Written instruction 1
Pick out every line in the entries that contains the word "vine", and copy each one.

One out of every four vehicle accidents can be blamed on poor backing skills, according to the National Safety Council. Approximately 500 people die and 15,000 are injured due to backing accidents each year. Using safe vehicle backing tips can help prevent you or your employees from experiencing the trauma and expense of a backing accident.

  • Think ahead. Drivers should not put themselves in an unnecessary backing situation.

  • Park defensively. Drivers choose an easy-exit parking space, like pull-through or where no one else is parked. Don’t crowd neighboring vehicles; be sure to park your vehicle in the middle of your space.

  • Know your vehicle’s blind spots. Drivers need to remember that mirrors never give the whole picture while backing. In a medium-sized truck, blind spots can extend up to 16 feet in front and 160 feet behind the vehicle.

  • Do a walk-around. Before entering your vehicle do a walk-around. This gives you a firsthand view of the backing area and any limitations. You can check for children, signs, poles, drop-offs, buildings, and other things you might hit if not attentive in your backing.

  • Know your clearances. While performing your walk-around also check for obstructions, low hanging eaves and tree limbs, wires, and any other potential clearance-related obstacles.

  • Alley parking is a special circumstance. If an alley doesn’t permit driving all the way through or room to turn around, you should back into it (if ordinances permit) so when leaving you can pull forward into the street rather than backing blindly out into the street.

  • Use a spotter. Have another person help when backing. The driver and spotter should use hand signals instead of verbal instructions. This may take some practice so that you understand each other’s signals. Do not allow the spotter to be positioned directly behind your vehicle or walk backwards behind you while giving instructions. They should be off to the driver’s side where you can see them in your side mirror.

  • Every backing situation is new and different. Sometimes a driver visits the same location several times a day. The driver should be watchful each visit for changes and new obstacles (new vehicles, trash cans, people, etc.)

Supplied entries
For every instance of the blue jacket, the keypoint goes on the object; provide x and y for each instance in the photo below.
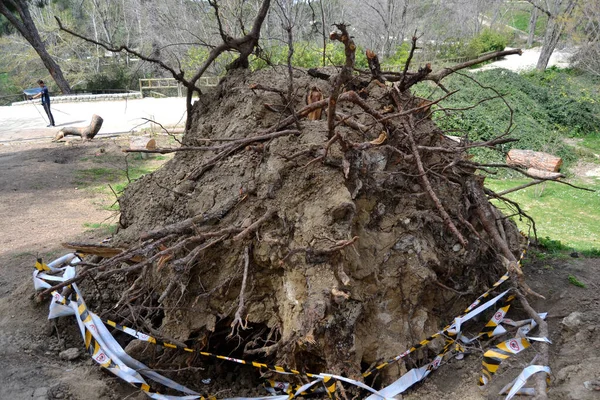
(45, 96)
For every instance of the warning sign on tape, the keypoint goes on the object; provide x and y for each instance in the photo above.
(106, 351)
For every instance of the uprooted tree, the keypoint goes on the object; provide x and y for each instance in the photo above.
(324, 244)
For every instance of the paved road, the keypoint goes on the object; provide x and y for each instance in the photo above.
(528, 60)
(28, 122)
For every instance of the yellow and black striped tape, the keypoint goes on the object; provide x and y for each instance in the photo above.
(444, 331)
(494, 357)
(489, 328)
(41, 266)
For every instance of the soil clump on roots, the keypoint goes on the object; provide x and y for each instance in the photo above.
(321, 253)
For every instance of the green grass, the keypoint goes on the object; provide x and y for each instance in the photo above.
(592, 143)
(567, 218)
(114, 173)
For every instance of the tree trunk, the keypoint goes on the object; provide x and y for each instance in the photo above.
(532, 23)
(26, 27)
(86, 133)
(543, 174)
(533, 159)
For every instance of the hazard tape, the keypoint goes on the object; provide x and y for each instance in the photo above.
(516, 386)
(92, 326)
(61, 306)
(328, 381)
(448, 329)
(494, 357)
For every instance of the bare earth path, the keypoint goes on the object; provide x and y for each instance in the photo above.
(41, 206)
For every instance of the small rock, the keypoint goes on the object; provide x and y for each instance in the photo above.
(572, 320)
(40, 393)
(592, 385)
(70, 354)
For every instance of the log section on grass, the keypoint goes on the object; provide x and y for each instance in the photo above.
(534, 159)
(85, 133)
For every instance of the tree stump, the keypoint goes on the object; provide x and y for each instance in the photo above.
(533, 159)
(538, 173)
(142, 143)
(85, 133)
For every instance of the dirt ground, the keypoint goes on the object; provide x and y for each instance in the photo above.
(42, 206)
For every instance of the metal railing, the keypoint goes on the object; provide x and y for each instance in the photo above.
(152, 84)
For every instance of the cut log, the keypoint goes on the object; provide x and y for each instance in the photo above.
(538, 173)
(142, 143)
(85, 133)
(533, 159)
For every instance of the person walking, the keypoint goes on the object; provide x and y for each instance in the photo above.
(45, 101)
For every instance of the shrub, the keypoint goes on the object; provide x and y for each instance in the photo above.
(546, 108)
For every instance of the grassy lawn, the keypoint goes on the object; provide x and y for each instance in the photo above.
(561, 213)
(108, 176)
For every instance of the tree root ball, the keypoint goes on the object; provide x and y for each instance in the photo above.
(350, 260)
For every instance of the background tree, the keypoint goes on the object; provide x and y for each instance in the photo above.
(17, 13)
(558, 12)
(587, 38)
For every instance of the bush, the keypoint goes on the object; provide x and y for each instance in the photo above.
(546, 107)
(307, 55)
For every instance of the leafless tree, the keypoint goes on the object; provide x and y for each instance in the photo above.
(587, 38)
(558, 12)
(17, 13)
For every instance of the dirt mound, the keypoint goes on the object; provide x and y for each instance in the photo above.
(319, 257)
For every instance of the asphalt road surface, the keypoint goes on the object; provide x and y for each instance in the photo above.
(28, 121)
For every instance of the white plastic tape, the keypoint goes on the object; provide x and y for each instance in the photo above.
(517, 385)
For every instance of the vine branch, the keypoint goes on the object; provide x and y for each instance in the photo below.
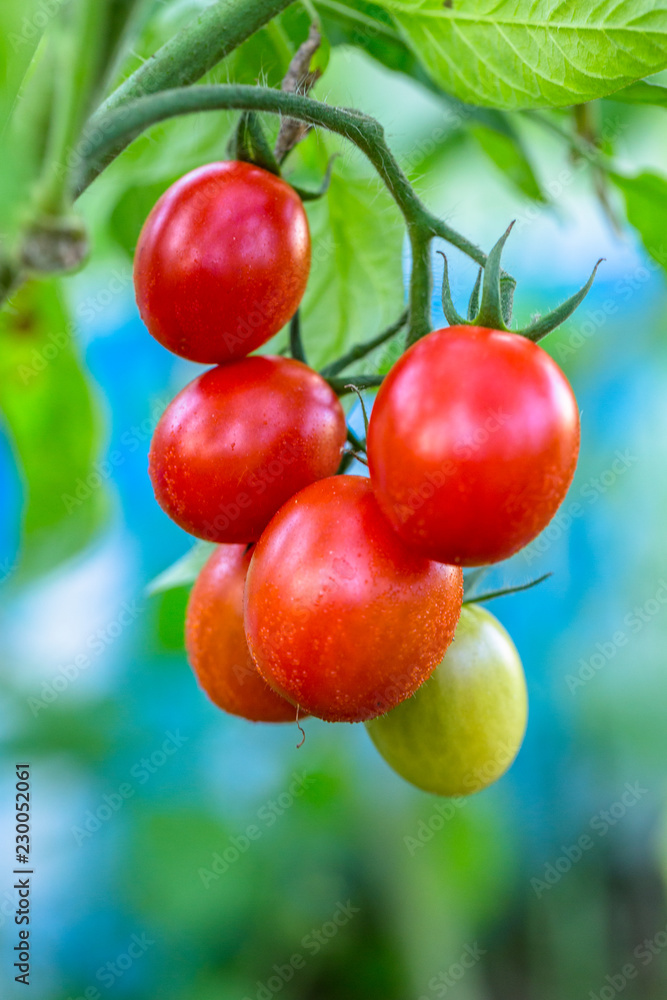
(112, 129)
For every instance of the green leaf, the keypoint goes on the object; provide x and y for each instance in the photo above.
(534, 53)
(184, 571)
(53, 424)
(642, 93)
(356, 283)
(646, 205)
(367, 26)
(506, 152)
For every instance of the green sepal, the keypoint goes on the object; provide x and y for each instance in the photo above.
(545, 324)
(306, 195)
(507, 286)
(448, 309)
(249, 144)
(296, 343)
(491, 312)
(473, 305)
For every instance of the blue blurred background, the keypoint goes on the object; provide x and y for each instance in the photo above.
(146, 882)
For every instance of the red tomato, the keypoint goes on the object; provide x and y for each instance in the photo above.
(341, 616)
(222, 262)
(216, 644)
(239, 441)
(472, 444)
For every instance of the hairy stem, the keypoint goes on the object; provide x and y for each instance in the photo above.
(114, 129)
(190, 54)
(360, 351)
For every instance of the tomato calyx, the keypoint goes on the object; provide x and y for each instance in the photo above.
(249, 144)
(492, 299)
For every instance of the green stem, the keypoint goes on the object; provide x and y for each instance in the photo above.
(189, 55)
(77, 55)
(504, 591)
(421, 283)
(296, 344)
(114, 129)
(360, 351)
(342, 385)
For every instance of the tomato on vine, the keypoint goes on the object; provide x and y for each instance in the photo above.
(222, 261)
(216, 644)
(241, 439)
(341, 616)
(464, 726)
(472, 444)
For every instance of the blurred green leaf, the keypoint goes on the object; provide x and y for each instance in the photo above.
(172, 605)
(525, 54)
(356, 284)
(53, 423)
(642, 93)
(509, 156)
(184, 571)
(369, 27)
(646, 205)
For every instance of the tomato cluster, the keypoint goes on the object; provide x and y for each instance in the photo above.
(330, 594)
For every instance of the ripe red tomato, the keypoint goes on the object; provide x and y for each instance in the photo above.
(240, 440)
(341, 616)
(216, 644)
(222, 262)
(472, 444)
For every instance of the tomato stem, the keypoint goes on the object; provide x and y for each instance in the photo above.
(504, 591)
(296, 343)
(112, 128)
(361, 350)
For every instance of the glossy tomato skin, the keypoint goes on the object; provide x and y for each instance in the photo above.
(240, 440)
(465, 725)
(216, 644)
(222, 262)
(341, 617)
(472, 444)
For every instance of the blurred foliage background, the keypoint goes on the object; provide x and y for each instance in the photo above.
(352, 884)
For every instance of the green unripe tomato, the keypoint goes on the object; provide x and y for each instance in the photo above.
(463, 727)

Written instruction 2
Carry on the vehicle backing tips from the point where they stop.

Task answer 1
For every instance of the vine branch, the keypoint goes on the object; provide x and y for each instance in the photo below.
For every instance of the tomato on vine, the keypoint goes on the object; provide x and y for each instance in the photo above.

Task answer 2
  • Drivers sometimes must spot for themselves. They need to return to the vehicle and start backing within a few seconds after finishing their walk-around. This will allow very little time for people, cars, or other obstacles to change the backup conditions. Backing without a spotter should only take place after the driver has learned as much as possible about the area they are backing into.

Long-Term Solutions to Safe Backing:

  • Install rear-vision camera systems in vehicles to eliminate rear blind spots. Investing in a rear-vision camera system for vehicles can put drivers in full visual control of the rear of a vehicle.

  • No amount of forward-driving experience can help a driver with backing a truck or other vehicles. All drivers need practice, practice, practice in safe surroundings until they become familiar with the way the vehicle backs up compared to the direction the steering wheel is turned. Supervisors need to test and approve drivers’ skills before allowing them on the streets.

  • Create and support a company-wide training program. The program should include a driver’s course to teach and review backing techniques, as well as covering equipment usage, hand signals, dangers to avoid, and other risk-lowering topics. OMAG has partnered with OSU/OKC’s Precision Driving School to provide training to municipal drivers free of charge. Contact OMAG Risk Management Services to get more details on how to sign up.

With so many potential injuries, loss of property and vehicular liability claims isn’t it worth it to take some time to evaluate your vehicle backing skill?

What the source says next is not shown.